SHORT TASK: Format every line of the material below as a JSON list of strings, one string per line, omitting any blank lines.

-----

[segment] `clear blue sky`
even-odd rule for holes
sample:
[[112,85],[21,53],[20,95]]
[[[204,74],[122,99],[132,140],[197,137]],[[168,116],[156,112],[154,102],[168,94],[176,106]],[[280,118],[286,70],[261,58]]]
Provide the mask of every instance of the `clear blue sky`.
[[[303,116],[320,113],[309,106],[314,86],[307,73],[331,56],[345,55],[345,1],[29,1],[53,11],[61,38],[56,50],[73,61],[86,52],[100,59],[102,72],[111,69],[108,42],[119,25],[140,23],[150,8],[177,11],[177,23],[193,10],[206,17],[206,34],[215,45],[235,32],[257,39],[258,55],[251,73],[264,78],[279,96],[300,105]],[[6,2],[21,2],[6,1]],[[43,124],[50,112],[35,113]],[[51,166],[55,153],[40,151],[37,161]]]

-----

TASK SOLUTION:
[
  "[segment] `clear blue sky`",
  "even-odd rule for holes",
  "sample:",
  "[[112,85],[21,53],[20,95]]",
  "[[[204,74],[122,99],[132,140],[197,137]],[[168,116],[156,112],[154,102],[168,94],[176,106]],[[280,118],[286,70],[261,58]]]",
  "Provide the mask of every instance of the `clear blue sky`.",
  "[[[303,116],[320,113],[309,106],[314,86],[307,73],[331,56],[345,55],[345,1],[29,1],[53,11],[61,38],[56,50],[73,61],[86,52],[100,59],[102,72],[111,69],[108,42],[119,25],[140,23],[150,8],[177,11],[177,23],[193,10],[206,17],[206,34],[215,45],[235,32],[257,39],[258,55],[251,73],[264,78],[279,96],[300,105]],[[6,2],[21,2],[6,1]],[[43,124],[50,112],[35,113]],[[51,166],[55,153],[40,151],[37,161]]]"
]